--- BEGIN DATA SUPPLIED ---
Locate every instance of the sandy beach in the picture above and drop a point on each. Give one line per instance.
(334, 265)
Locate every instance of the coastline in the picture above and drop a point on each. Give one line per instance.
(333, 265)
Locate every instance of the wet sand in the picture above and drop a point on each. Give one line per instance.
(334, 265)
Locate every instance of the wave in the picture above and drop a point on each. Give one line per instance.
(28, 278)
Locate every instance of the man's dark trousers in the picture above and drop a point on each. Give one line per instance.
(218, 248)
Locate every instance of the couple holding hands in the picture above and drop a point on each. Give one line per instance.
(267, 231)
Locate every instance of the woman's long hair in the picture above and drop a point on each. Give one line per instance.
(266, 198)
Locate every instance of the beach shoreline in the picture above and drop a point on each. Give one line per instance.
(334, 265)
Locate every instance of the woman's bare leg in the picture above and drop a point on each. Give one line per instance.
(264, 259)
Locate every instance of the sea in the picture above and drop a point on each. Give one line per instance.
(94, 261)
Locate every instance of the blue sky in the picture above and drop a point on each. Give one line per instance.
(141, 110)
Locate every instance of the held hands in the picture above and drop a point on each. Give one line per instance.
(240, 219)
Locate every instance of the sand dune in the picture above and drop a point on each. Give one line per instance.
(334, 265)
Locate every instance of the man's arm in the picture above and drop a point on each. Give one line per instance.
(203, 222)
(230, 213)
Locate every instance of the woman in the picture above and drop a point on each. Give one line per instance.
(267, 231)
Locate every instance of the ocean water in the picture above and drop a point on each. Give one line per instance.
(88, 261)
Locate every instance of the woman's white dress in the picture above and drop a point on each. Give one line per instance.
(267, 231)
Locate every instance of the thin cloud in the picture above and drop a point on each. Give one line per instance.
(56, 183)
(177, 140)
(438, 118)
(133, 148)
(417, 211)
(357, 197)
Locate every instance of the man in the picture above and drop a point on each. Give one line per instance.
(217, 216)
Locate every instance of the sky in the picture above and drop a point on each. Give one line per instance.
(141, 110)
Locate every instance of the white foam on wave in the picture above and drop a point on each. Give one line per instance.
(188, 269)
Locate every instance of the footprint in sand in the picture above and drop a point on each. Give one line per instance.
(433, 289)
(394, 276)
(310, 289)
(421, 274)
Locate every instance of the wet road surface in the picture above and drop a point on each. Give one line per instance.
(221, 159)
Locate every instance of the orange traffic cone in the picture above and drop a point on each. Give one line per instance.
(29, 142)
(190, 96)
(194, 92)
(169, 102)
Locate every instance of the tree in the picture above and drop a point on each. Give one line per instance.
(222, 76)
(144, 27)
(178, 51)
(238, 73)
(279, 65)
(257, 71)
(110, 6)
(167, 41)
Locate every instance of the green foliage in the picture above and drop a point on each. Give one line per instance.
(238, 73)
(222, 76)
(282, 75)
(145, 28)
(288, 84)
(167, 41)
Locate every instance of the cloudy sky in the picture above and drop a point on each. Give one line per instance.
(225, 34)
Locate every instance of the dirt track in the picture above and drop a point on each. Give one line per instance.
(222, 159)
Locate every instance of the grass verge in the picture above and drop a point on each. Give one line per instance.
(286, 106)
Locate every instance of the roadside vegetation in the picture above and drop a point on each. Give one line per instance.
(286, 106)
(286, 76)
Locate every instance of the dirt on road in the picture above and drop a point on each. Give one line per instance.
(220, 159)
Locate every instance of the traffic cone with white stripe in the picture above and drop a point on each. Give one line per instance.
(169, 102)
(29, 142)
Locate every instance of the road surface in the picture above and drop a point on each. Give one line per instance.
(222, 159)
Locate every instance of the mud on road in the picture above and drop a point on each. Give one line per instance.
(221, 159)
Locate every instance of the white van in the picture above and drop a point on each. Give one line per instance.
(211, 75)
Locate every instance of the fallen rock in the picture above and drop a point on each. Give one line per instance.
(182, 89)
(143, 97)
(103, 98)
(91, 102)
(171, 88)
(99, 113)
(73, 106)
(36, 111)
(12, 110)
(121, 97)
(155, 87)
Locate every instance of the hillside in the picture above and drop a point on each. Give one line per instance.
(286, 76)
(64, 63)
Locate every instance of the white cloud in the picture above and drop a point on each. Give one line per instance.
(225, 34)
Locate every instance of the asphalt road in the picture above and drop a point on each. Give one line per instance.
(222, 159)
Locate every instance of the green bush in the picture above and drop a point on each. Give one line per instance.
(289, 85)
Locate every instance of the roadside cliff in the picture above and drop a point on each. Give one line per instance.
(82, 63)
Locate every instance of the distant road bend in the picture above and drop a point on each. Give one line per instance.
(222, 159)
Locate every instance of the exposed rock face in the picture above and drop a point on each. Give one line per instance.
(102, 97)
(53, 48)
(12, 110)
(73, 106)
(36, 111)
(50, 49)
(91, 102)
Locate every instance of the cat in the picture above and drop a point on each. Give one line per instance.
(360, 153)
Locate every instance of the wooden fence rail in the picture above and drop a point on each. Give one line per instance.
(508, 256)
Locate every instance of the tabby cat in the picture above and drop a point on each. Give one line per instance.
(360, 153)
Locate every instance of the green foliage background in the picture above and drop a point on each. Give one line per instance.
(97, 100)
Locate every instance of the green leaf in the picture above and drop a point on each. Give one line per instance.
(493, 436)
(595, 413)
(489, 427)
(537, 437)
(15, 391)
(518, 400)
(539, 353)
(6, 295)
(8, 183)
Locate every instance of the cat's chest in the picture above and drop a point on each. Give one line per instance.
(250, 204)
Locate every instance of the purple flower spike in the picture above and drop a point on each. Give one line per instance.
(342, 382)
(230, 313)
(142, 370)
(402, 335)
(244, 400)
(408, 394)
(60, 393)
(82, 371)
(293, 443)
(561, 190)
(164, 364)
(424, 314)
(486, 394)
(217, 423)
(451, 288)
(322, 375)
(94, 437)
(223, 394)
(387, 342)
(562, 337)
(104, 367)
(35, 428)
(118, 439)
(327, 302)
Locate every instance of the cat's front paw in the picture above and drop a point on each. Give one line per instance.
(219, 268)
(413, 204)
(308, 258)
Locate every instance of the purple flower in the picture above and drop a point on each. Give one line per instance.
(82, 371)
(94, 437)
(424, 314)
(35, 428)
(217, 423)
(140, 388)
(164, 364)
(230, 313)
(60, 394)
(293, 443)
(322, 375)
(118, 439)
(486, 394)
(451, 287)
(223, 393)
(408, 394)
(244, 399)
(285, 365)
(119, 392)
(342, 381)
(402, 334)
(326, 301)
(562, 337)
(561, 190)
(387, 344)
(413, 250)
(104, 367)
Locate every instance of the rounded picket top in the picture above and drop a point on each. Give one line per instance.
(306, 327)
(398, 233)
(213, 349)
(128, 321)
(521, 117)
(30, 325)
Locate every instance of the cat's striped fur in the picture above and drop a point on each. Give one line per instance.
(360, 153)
--- END DATA SUPPLIED ---
YOUR INSTRUCTIONS:
Repeat the entries exactly, all of them.

RESPONSE TO THE TASK:
Locate every instance of the sandy beach in the picture above and drop a point on each. Give one line per instance.
(334, 265)
Locate every instance of the coastline in the picture above and drop a point on each. Give one line per instance.
(333, 265)
Locate every instance of the wet sand in the picture above and drop a point on each. Give one line per instance.
(334, 265)
Locate every instance of the wave in the picture above and drop a point on each. Give one line per instance.
(28, 278)
Locate every instance of the man's dark trousers in the picture above and drop a point on each. Give one line per instance.
(218, 248)
Locate every instance of the couple holding hands in the picture above and drop a point on each. Give one line per instance.
(267, 231)
Locate every instance of the woman's long hair in the picture above and drop a point on each. Give one line per instance.
(266, 198)
Locate every instance of the beach shoreline in the picture above and drop a point on each. Give one line per instance.
(334, 265)
Locate every instance of the woman's bare leg in the picture above and drop a point on each. Give one line per instance.
(264, 259)
Locate every instance of the sea in the picture above and drop a point on each. Give one line per instance.
(94, 261)
Locate every instance of the blue sky in the picture above and drop a point on each. Give one line per instance.
(141, 110)
Locate every instance of the held hands in the picture above and drop a point on each. Give one line per instance.
(240, 219)
Locate every instance of the sand dune in the picture above and drop a point on each. Give one line per instance.
(334, 265)
Locate every instance of the man's arm in the picture above and drop a point on each. Give one line per instance.
(203, 222)
(230, 213)
Locate every instance of the woman in the picture above and drop a point on each. Give one line per instance.
(267, 231)
Locate every instance of the ocean water in the picture above and drop a point on each. Give one line per instance.
(88, 261)
Locate every instance of the woman's white dress in the picture above and drop a point on each. Give one line per instance.
(267, 231)
Locate every instance of the thin cloud in the picture above and drop a point on each. Give one line per instance.
(56, 183)
(177, 140)
(438, 118)
(133, 148)
(417, 211)
(357, 197)
Locate every instance of the man in the picture above and drop a point on each. Give one line per instance.
(217, 216)
Locate every instance of the sky in the picture above and drop a point on each. Give one line per instance.
(141, 110)
Locate every instance of the white foam on wave in the picture above and drop a point on each. Give one line per instance.
(188, 269)
Locate every instance of the footprint in sand in the picture above and drop a point on each. Give one line per instance.
(433, 289)
(394, 276)
(310, 289)
(421, 274)
Locate every instance of the wet road surface in the picture above and drop a point on each. Give one line per instance.
(221, 159)
Locate every instance of the orange traffic cone in the picture above and drop a point on each. Give one line per instance.
(29, 142)
(190, 96)
(194, 92)
(169, 102)
Locate every instance of the tree in the picture above and drop a point on each. Give one line per instance.
(222, 76)
(144, 27)
(178, 51)
(238, 73)
(279, 65)
(257, 71)
(110, 6)
(167, 41)
Locate every instance of the green foliage in the picture above and drop a point on each. Give one line per instance.
(238, 73)
(222, 76)
(282, 75)
(145, 28)
(288, 84)
(167, 41)
Locate every instance of the cloudy sky in the picture above and drop a point on each. Give one line per instance.
(225, 34)
Locate every instance of the dirt track in the picture above and drop a point on each. Give one line per instance.
(222, 159)
Locate every instance of the grass verge in the picture above and drop a point on each. Give one line per instance.
(286, 106)
Locate every instance of the roadside vegetation in the picture above and drop a point on each. Give one line per instance.
(286, 106)
(286, 76)
Locate every instance of the dirt on road in the picture above and drop a point on each. Give one line per instance.
(220, 159)
Locate every instance of the traffic cone with white stripe in the picture above and drop a point on each. Give one line per instance.
(169, 102)
(29, 142)
Locate every instance of the road surface in the picture above and drop a point on each. Give one line per instance.
(222, 159)
Locate every instance of the mud on road in the picture above and drop a point on each. Give one line per instance.
(221, 159)
Locate every instance of the white van in the picture above and drop a point on each. Give one line per instance.
(211, 75)
Locate every instance of the fallen rock in the picture above and drop a point on each. Give one line per instance.
(182, 89)
(143, 97)
(103, 98)
(91, 102)
(171, 88)
(99, 113)
(73, 106)
(36, 111)
(12, 110)
(121, 97)
(155, 87)
Locate every instance of the hillside in the picture above and drop a point on each. Give one line per instance.
(286, 76)
(64, 63)
Locate every instance of the white cloud in the picture above and drop a point on each. Give one line per instance.
(225, 34)
Locate every instance of the asphalt road in the picture above and drop a point on each. Give one line per instance.
(222, 159)
Locate every instance of the green bush in the picture above and drop a point on each. Give one line per instance.
(289, 85)
Locate every instance of the roadside cliff in the picture above and drop a point on each. Give one line per instance.
(82, 63)
Locate every instance of the distant road bend in the picture above and drop a point on each. Give one line per instance.
(222, 159)
Locate every instance of the exposed rock face in the picture above and drop a point on each. Give one line per instance.
(102, 97)
(53, 48)
(12, 110)
(73, 106)
(36, 111)
(50, 49)
(91, 102)
Locate every instance of the cat in the picture above and drop a point on each. Give one line per instance.
(360, 153)
Locate every instance of the wooden fence rail in the picture above and drop a point on each. Give one line per instance.
(508, 256)
Locate every instance of the tabby cat in the picture above and drop a point on each. Give one line per instance.
(360, 153)
Locate every instance of the green foliage background in the picture above and drop a point on each. Give one line per instance.
(97, 100)
Locate every instance of the green leaf in the picture above and drop a point on each. Give one line per instance.
(493, 436)
(595, 413)
(489, 427)
(537, 437)
(15, 391)
(518, 400)
(539, 353)
(6, 295)
(8, 183)
Locate every instance of the cat's chest in the picture above and drop a point on each. Give one line per instance.
(250, 204)
Locate every instance of the purple flower spike in the picture above and drop a point on each. Give one line per instance.
(342, 382)
(230, 313)
(142, 370)
(402, 335)
(244, 400)
(408, 394)
(60, 393)
(82, 371)
(293, 443)
(561, 190)
(164, 364)
(424, 314)
(486, 394)
(217, 423)
(451, 288)
(322, 375)
(94, 437)
(223, 394)
(387, 342)
(562, 337)
(104, 367)
(35, 428)
(118, 439)
(327, 302)
Locate every instance of the cat's front paw in the picture above and drop a point on each. Give one line per instance.
(219, 268)
(413, 204)
(308, 258)
Locate every instance of the purple flower in the picture above and drop a point on each. Give one line per instance.
(82, 371)
(94, 437)
(424, 314)
(35, 428)
(217, 423)
(140, 388)
(164, 364)
(230, 313)
(60, 394)
(293, 443)
(322, 375)
(118, 439)
(486, 394)
(451, 287)
(223, 393)
(408, 394)
(244, 399)
(285, 365)
(119, 392)
(342, 381)
(402, 334)
(326, 301)
(562, 337)
(561, 190)
(387, 344)
(413, 250)
(104, 367)
Locate every instance of the rounded picket top in the picture above and drop a point on each. Give one line per instance.
(306, 327)
(398, 233)
(213, 349)
(128, 321)
(521, 117)
(30, 325)
Locate every instance of the cat's striped fur in the picture above and drop a point on each. Give one line per instance.
(360, 153)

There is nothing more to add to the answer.